### Tujuan Latihan:
Salin ulang sebagian teks bacaan tanpa mengubah apa pun: mulailah pada kata-kata yang memuat "Nunung, Narkoba, dan", dan berhentilah setelah "0,36 gram sabu.".

### Teks Bacaan:
Nunung, Narkoba, dan Pencegahan yang Abai

  • Opini Langit Bara-Lazuardi

SEPERTI korupsi, narkoba juga juga hal yang amat sulit ditangani di negeri ini. Selalu saja ada ''korban'' baru yang ditangkap polisi. Mulai artis sampai politisi, yang kelas berat atau kelas teri. Terakhir, Tri Retno Prayudati alias Nunung, komedian Srimulat yang kini bersinar di acara ''Ini Talkshow'' di NET TV, bersama suami keempatnya, Jan July Sambiran, ditangkap polisi di rumahnya dengan barang bukti 0,36 gram sabu.

### Daftar Data:
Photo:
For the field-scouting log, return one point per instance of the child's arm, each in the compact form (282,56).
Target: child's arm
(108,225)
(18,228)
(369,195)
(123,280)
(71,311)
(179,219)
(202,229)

### Jawaban:
Nunung, Narkoba, dan Pencegahan yang Abai

  • Opini Langit Bara-Lazuardi

SEPERTI korupsi, narkoba juga juga hal yang amat sulit ditangani di negeri ini. Selalu saja ada ''korban'' baru yang ditangkap polisi. Mulai artis sampai politisi, yang kelas berat atau kelas teri. Terakhir, Tri Retno Prayudati alias Nunung, komedian Srimulat yang kini bersinar di acara ''Ini Talkshow'' di NET TV, bersama suami keempatnya, Jan July Sambiran, ditangkap polisi di rumahnya dengan barang bukti 0,36 gram sabu.